Task requirements >>
1. From the album article below, list every single released from Vicarious.
2. Collect every line of the listing below that contains the string "window", treating case as significant.

Page extract >>
********

Studio album by Strawpeople
- Released: 1996
- Studio: The Lab, Auckland, New Zealand
- Genre: Electronic
- Length: 51:06
- Label: Columbia
- Producer: Paul Casserly; Fiona McDonald;

Strawpeople chronology
| Broadcast (1994) | Vicarious (1996) | 100 Street Transistors (1997) |

Singles from Vicarious
- "Taller Than God" Released: 1996; "Boxers" Released: 1996; "Spoiler" Released: 1997;

= Vicarious (album) =

Vicarious is the fourth studio album by New Zealand band Strawpeople, featuring vocalist Fiona McDonald. Released in 1996 by Columbia Records, the electronic album produced by McDonald and Strawpeople member Paul Casserly was commercially successful, staying on the New Zealand charts for nearly six months and peaking at #4. It was also awarded Album of the Year at the 1997 New Zealand Music Awards.

== Development ==
The album was originally intended to feature Victoria Kelly as the vocalist and her and Casserly began writing songs together. However, she left New Zealand to study at a music school in the United States early in the album's development. This resulted in McDonald, a singer previously featured on Strawpeople tracks who was searching for a new musical project, being selected as the new vocalist. Casserly and McDonald wrote the songs for the album in McDonald's spare room at her Grey Lynn home as well as in Casserly's lounge. Kelly, Jeremy Morrow, Greg Johnson, and Mark Tierney (former member of Strawpeople who left the band in February 1996) are also credited as songwriters throughout the album. The album was then recorded at The Lab Studios in Auckland and mixed at Studios 301 in Sydney.

********

Input rows >>

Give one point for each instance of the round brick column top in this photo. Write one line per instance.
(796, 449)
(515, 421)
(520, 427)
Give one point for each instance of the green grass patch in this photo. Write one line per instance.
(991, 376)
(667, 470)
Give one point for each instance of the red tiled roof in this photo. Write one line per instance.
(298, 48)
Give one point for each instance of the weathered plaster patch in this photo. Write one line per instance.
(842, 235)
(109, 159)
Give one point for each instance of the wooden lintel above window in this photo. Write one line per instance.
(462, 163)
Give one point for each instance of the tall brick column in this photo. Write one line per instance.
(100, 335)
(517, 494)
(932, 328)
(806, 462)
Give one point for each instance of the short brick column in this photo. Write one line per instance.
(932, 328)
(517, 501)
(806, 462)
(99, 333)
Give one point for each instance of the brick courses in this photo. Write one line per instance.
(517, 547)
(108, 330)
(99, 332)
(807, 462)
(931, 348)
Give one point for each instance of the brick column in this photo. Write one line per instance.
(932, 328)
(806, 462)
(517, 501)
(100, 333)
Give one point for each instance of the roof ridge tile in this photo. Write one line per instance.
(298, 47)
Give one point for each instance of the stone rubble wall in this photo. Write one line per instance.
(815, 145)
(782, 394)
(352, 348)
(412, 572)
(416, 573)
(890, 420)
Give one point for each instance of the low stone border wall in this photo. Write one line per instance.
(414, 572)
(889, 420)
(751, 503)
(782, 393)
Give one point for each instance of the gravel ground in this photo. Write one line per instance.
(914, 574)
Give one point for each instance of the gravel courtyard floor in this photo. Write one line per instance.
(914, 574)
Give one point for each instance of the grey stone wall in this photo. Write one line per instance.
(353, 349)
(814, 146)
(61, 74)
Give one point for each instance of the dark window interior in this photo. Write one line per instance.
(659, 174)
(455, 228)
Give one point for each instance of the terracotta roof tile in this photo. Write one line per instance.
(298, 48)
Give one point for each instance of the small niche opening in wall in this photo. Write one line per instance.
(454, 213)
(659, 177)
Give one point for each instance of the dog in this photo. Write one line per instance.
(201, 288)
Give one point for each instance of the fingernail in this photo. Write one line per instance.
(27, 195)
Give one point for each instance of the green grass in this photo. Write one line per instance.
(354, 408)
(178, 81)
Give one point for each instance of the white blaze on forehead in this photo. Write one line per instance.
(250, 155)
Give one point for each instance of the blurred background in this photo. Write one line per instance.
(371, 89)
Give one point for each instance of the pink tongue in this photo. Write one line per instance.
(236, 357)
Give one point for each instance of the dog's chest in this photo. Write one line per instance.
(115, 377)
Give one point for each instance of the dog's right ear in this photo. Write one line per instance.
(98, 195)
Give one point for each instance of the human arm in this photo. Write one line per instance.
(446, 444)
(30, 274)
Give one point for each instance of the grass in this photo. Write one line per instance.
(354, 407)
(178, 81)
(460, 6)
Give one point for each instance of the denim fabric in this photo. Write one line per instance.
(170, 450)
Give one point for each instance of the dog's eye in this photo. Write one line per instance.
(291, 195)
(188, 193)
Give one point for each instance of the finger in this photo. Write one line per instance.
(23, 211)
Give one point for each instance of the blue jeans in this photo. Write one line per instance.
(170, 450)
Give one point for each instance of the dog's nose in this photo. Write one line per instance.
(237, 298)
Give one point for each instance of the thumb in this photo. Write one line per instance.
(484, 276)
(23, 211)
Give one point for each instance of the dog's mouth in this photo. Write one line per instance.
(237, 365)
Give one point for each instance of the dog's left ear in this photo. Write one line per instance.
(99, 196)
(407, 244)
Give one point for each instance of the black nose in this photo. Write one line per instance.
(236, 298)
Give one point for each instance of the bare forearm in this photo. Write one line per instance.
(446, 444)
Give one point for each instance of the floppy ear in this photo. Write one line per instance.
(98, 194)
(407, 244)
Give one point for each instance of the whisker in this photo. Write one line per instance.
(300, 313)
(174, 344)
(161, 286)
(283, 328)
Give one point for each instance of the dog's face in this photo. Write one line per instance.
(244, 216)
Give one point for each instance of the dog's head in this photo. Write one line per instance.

********

Answers for the tasks >>
1.
"Taller Than God"
"Boxers"
"Spoiler"

2.
Give one point for each instance of the wooden lintel above window in this photo. Write one line per instance.
Give one point for each instance of the dark window interior in this photo. Write one line per instance.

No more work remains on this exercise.